STUDY TEXT:
###

To better understand the caterpillar's impressive ability to blend in, scientists at the Max Planck Institute for Chemical Ecology in Germany blindfolded caterpillars and placed them on different colored twigs. The blindfolded caterpillars were able to match their body color to that of the twig.
The findings, published this month in the journal Communications Biology, showed the caterpillars sense the color of the twig via their skin.
Previous studies have shown that sensory components in skin cells of cephalopods, chameleons and some fish power camouflaging abilities.
Until now, scientists weren't sure how caterpillars sensed color and changed their appearance. Some researchers previously hypothesized the larva change color as a result of their diet. Others suggested the caterpillars "see" colors and adapt accordingly.
The new study showed the caterpillars do indeed see color, just not with their eyes.
Scientists used black acrylic paint to block the caterpillars' vision. Even without their visions, the insect larva raised on white, green, brown and black branches adapted the appearance to blend in.
"It was completely surprising to me that blindfolded caterpillars could still change their color and match it to the background," Amy Eacock, a postdoctoral researcher at the Max Planck Institute for Chemical Ecology, said in a news release.
In a second experiment, scientists allowed blindfolded caterpillars to choose which twig they wanted to hang out on and eat the leaves of. The caterpillars chose the twigs closest in color to the color of their bodies.
Genomic analysis showed the caterpillars expressed vision-related genes in not only their eyes, but in their skin and throughout all body segments.
Researchers suggest the pepper moth caterpillars change their appearance for the same reason other animals do, to avoid getting eaten.
"We constructed a computer model that can 'see' the same way birds do, so we are able to conclude that these adaptations -- color change, twig-mimicking, behavioral background-matching -- likely evolved to avoid visual detection by predators," researcher Amy Eacock said.

###

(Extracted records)
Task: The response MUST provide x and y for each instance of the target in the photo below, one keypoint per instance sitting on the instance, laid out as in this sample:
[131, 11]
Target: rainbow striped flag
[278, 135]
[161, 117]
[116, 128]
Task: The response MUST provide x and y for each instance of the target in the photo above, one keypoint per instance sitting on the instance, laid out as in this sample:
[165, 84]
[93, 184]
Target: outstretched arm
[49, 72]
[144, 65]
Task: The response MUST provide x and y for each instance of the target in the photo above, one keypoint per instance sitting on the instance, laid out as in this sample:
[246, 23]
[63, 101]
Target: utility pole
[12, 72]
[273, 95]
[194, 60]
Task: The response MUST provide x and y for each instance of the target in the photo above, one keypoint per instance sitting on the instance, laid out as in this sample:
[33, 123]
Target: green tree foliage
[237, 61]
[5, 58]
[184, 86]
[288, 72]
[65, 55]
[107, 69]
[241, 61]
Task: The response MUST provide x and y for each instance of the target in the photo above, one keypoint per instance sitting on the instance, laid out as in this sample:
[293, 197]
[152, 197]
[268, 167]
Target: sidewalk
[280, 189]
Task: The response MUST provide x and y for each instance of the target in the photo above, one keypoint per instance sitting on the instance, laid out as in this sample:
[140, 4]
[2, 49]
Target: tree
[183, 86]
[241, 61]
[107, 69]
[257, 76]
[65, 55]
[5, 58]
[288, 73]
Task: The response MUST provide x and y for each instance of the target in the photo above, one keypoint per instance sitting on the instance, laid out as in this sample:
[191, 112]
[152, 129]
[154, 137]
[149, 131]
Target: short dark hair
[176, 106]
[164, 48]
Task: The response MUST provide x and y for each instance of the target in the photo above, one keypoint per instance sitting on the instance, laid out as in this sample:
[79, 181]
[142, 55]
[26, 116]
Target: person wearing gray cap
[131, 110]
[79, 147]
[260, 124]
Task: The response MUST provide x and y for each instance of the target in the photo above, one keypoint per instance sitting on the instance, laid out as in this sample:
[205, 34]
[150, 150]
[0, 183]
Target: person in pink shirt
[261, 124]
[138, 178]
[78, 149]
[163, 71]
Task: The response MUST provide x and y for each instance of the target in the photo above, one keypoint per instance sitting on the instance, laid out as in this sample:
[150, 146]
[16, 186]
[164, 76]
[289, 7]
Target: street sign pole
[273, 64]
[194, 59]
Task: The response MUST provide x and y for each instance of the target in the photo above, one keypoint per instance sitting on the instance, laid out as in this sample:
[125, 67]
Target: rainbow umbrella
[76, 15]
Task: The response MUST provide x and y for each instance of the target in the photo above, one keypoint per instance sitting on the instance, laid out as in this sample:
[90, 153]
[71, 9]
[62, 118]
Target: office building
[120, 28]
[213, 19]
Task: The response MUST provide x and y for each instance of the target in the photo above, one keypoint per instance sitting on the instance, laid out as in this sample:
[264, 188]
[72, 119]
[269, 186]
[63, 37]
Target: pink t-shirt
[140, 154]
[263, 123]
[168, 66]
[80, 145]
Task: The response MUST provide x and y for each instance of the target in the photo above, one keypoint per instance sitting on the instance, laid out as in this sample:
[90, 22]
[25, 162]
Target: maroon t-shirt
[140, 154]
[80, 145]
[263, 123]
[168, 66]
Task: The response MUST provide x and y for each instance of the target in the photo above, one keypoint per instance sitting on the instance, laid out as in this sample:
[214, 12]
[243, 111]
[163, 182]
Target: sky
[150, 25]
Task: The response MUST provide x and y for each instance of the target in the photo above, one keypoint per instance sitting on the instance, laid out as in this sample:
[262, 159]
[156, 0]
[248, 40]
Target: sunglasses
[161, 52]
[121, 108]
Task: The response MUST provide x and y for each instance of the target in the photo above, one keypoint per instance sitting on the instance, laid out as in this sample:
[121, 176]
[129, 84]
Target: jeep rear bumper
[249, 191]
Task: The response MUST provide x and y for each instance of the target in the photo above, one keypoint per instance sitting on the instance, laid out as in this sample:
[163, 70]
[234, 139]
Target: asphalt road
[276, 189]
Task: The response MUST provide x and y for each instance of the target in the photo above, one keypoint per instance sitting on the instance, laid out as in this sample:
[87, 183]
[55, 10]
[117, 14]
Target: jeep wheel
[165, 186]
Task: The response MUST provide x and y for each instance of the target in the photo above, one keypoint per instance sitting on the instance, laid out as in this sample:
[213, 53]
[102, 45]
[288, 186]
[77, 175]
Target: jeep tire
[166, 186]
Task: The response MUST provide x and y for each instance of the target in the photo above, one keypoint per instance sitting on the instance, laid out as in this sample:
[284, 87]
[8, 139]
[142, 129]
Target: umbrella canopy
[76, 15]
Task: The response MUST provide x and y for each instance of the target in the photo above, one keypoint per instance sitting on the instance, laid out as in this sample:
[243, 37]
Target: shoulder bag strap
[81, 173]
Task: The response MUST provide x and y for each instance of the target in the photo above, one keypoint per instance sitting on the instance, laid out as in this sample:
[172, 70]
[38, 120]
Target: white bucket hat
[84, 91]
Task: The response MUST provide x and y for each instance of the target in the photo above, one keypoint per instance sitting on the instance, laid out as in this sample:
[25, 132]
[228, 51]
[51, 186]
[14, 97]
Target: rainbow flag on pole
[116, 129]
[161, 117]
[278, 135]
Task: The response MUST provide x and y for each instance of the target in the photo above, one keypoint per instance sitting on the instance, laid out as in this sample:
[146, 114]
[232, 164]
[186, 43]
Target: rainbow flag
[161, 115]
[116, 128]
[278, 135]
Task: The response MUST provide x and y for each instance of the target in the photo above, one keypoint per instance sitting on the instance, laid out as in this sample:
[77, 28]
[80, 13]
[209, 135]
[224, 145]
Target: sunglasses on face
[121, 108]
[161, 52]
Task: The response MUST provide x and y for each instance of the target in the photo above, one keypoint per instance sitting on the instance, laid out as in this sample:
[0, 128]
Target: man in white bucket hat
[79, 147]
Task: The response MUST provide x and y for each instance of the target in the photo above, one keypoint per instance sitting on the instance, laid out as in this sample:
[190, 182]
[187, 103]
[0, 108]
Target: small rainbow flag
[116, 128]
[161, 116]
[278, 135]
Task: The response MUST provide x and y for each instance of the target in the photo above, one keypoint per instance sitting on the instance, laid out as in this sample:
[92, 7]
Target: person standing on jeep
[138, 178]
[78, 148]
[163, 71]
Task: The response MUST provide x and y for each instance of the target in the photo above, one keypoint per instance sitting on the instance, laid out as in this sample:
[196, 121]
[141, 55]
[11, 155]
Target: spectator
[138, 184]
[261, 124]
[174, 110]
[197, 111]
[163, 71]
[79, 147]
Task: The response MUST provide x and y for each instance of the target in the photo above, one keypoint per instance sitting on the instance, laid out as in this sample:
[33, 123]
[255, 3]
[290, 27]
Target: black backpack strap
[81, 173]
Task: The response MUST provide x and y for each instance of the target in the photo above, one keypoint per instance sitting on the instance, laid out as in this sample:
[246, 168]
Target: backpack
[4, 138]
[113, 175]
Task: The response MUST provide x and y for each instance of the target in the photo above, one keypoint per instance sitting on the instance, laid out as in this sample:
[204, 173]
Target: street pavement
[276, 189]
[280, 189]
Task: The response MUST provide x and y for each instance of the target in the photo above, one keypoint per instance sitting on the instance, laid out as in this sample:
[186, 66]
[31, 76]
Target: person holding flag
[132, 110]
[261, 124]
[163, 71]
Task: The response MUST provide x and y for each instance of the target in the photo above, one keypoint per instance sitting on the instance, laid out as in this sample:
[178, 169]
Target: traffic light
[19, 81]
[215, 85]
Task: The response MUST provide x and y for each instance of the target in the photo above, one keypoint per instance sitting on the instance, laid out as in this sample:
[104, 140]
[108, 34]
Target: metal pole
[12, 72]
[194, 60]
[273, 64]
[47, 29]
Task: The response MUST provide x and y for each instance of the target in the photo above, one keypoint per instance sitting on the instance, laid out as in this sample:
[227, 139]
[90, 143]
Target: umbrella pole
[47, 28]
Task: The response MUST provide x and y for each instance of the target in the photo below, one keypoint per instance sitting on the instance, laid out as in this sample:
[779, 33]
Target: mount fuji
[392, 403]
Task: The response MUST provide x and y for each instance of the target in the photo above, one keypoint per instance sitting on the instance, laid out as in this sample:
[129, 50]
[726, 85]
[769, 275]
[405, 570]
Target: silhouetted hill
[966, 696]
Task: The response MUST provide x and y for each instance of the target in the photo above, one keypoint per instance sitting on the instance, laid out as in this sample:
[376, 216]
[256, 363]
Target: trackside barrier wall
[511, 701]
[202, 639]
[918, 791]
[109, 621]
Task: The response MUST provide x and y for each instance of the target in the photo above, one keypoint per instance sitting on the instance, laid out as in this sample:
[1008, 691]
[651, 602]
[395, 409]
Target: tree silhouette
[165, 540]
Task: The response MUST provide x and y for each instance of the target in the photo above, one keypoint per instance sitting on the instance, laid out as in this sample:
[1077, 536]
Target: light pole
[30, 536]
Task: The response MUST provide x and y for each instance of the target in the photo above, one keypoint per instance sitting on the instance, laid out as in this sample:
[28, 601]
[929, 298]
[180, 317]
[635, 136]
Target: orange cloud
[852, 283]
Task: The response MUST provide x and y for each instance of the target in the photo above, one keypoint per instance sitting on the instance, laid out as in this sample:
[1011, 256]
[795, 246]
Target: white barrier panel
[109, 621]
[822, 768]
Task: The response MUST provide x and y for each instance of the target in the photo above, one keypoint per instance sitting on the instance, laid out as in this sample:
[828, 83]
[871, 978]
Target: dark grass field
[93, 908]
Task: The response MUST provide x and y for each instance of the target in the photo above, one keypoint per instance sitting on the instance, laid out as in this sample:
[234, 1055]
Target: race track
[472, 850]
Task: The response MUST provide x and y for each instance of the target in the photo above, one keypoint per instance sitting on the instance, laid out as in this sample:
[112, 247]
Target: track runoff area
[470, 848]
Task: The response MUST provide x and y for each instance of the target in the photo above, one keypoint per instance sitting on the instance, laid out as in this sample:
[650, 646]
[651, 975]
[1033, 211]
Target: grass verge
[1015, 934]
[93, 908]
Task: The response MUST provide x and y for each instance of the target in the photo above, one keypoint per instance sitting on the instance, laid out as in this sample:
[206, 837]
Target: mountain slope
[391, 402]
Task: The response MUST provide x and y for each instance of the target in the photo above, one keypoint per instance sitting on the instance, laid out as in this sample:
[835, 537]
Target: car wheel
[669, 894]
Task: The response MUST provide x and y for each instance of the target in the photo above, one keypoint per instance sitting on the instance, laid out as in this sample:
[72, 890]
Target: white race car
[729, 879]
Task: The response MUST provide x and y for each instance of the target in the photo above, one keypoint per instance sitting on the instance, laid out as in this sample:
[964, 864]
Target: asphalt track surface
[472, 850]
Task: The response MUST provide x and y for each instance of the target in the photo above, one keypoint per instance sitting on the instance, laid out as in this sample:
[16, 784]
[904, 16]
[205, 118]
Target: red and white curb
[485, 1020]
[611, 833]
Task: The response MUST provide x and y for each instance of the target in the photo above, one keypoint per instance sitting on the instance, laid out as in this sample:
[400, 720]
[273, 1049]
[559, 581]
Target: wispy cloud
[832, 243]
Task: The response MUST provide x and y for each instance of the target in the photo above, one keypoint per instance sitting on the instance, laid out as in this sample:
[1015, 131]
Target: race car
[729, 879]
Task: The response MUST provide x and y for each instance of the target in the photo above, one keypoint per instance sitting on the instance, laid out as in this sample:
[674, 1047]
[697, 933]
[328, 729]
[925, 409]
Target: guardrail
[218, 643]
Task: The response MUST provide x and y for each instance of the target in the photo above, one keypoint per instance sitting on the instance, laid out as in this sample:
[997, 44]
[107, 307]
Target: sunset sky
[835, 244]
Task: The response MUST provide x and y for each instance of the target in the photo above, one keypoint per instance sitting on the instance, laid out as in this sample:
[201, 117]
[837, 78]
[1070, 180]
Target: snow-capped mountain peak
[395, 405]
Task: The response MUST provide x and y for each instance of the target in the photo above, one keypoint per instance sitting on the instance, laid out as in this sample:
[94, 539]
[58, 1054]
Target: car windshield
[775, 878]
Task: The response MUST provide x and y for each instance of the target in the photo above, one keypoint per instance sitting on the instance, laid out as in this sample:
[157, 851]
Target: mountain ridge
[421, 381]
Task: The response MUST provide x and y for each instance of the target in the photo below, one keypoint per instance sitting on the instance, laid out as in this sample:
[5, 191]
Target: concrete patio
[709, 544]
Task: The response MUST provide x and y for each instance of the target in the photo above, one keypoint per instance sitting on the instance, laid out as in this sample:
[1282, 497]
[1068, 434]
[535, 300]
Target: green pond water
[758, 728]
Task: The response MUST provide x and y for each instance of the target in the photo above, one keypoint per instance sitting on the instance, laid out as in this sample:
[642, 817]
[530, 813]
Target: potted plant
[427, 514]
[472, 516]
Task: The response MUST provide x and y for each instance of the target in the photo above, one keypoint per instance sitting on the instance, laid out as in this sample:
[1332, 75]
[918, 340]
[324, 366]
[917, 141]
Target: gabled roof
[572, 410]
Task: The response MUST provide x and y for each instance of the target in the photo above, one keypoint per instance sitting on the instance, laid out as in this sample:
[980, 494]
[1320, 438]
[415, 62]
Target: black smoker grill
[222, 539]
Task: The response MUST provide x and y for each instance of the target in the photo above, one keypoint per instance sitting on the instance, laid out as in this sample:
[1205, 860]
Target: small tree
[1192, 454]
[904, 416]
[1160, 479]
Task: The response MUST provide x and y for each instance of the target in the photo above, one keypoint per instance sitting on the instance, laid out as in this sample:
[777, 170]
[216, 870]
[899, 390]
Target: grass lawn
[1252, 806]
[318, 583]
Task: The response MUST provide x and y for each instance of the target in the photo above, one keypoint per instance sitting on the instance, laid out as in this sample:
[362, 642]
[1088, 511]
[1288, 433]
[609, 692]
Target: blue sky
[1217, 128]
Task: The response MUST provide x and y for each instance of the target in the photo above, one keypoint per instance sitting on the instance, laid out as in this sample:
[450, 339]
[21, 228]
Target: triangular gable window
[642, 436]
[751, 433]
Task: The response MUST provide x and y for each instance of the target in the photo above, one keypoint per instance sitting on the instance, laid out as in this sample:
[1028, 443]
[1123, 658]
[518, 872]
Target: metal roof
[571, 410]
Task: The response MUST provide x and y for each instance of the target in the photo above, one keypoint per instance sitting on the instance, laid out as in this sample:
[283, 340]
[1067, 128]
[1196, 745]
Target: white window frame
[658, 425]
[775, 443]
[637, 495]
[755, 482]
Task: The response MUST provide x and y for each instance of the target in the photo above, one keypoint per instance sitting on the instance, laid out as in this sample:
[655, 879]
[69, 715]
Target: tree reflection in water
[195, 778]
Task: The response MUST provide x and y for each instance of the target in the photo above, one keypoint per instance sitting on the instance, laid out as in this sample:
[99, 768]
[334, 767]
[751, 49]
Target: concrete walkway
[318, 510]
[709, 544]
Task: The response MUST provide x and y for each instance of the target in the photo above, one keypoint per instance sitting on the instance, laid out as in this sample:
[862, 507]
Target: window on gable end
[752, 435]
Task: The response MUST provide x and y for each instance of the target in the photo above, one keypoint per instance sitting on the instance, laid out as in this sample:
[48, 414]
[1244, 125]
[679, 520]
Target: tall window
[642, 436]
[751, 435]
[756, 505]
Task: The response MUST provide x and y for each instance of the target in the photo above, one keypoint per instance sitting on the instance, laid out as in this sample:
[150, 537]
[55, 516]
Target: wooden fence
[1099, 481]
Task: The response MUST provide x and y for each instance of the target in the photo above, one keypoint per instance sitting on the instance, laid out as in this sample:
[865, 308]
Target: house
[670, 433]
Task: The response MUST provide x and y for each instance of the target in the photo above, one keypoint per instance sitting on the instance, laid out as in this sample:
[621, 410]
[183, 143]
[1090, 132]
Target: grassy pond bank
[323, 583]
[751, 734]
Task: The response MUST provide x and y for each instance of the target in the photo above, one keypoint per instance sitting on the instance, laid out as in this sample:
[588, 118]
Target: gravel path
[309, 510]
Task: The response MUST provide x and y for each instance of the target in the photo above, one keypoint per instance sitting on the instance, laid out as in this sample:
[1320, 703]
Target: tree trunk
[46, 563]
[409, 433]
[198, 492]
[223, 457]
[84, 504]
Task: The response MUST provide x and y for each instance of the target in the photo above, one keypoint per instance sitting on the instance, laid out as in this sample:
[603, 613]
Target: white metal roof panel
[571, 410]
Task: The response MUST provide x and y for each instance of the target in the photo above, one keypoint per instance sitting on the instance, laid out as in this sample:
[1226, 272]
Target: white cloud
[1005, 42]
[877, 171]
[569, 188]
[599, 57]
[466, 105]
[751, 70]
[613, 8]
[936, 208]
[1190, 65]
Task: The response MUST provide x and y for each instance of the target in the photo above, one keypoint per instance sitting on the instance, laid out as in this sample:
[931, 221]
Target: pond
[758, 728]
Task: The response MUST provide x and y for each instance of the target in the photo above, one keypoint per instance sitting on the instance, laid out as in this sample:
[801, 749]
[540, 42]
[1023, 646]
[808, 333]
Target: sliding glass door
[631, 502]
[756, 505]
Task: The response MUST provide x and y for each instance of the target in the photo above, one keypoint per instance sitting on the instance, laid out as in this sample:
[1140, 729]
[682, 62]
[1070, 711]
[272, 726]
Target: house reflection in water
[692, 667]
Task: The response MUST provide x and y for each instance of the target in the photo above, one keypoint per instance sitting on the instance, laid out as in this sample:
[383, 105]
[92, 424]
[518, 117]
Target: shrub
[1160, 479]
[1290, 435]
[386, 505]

###

STUDY QUESTIONS:
- a) Restate the stretch of the caterpillar camouflage text from "The new study" through "a news release.", with "branches" changed to "twigs".
- b) Condense the paragraph of the caterpillar camouflage text that begins "Until now, scientists weren't sure" into a short bulleted list that keeps its main facts.

ANSWER SECTION:
- a)
The new study showed the caterpillars do indeed see color, just not with their eyes.
Scientists used black acrylic paint to block the caterpillars' vision. Even without their visions, the insect larva raised on white, green, brown and black twigs adapted the appearance to blend in.
"It was completely surprising to me that blindfolded caterpillars could still change their color and match it to the background," Amy Eacock, a postdoctoral researcher at the Max Planck Institute for Chemical Ecology, said in a news release.

- b)
- Scientists had not known how caterpillars sensed color and changed their appearance.
- One earlier hypothesis held that the larva change color because of their diet.
- Another suggested the caterpillars "see" colors and adapt accordingly.